Start of PROVIDED DATA

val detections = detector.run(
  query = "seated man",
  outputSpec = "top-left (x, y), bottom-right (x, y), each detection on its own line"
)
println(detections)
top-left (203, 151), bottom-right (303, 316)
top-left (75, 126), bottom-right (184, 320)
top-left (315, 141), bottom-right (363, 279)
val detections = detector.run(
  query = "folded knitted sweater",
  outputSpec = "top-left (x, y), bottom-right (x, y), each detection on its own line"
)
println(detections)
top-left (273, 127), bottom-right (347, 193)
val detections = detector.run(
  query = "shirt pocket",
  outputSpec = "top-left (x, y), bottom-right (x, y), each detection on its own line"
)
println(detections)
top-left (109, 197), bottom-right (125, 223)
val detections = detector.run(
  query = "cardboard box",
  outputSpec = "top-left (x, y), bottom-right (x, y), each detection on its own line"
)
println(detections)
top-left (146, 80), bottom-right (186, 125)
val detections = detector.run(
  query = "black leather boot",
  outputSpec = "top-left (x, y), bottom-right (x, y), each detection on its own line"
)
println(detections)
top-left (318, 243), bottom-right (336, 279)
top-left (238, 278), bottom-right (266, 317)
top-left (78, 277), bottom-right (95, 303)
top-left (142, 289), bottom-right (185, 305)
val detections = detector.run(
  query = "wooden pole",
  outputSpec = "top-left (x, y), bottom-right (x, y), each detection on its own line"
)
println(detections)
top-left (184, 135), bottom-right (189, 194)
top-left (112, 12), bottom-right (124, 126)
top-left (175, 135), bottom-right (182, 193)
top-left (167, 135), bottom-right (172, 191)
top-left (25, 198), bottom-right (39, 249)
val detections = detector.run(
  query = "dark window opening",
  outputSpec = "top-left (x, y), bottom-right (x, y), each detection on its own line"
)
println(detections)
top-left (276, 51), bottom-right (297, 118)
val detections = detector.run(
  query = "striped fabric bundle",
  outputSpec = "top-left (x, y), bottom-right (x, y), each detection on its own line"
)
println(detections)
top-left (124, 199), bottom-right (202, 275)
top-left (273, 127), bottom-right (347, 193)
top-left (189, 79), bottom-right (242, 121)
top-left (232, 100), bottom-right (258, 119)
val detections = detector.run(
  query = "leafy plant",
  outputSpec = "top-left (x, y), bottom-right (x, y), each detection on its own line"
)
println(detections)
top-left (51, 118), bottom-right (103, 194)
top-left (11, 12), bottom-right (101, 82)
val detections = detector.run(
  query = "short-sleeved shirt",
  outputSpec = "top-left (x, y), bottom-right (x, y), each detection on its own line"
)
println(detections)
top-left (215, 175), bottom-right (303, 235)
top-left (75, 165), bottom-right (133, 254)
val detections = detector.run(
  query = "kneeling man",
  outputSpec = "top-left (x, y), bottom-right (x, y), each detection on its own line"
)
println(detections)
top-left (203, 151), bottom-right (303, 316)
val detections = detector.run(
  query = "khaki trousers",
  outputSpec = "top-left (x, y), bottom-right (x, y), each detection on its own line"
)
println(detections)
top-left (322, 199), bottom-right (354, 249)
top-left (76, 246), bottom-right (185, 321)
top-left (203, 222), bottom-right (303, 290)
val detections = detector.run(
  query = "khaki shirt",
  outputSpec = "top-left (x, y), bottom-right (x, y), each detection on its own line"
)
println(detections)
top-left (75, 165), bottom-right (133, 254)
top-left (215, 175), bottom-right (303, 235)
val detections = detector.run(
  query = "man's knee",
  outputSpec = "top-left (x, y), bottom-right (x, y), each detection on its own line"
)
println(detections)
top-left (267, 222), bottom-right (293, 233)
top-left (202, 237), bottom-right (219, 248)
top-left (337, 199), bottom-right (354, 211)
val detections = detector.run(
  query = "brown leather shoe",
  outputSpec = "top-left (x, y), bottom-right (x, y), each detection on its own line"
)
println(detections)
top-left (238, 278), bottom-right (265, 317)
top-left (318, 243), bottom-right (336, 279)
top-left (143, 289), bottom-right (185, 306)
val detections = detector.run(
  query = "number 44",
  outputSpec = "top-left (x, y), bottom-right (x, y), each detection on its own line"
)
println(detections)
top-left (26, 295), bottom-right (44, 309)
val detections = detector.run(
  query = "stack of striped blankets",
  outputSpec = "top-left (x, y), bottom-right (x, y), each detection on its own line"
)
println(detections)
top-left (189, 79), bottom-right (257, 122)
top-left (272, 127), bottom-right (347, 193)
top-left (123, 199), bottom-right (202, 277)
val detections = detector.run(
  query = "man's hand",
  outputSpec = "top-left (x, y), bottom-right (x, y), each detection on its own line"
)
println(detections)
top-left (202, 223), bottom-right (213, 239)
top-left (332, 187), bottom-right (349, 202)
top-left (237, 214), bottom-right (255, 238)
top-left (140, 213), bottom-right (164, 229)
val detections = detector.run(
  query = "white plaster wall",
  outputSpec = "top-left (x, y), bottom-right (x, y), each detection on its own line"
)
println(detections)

End of PROVIDED DATA
Start of PROVIDED DATA

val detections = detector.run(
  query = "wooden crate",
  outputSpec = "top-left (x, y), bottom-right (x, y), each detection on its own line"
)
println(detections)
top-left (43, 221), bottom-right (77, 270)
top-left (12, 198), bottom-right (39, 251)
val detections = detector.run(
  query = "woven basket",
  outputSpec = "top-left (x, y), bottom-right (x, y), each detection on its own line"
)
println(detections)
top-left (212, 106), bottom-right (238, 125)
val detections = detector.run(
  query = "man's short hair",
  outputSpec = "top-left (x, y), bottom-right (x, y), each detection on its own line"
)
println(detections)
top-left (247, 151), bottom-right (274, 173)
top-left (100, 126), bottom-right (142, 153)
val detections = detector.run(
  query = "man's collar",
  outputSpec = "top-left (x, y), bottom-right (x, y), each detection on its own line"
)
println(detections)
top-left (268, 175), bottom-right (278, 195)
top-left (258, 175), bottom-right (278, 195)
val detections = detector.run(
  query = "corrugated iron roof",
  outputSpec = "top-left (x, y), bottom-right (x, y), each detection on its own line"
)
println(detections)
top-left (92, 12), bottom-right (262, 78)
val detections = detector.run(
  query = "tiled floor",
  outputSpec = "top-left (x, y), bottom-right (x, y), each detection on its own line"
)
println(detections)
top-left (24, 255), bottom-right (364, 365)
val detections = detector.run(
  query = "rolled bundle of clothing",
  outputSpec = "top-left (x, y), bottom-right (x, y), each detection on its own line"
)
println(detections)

End of PROVIDED DATA

TASK GOAL: Collect every line in the items above that contains the string "leather", treating uppercase and lowercase letters as distinct, and copy each such line out.

CORRECT OUTPUT:
  query = "black leather boot",
  query = "brown leather shoe",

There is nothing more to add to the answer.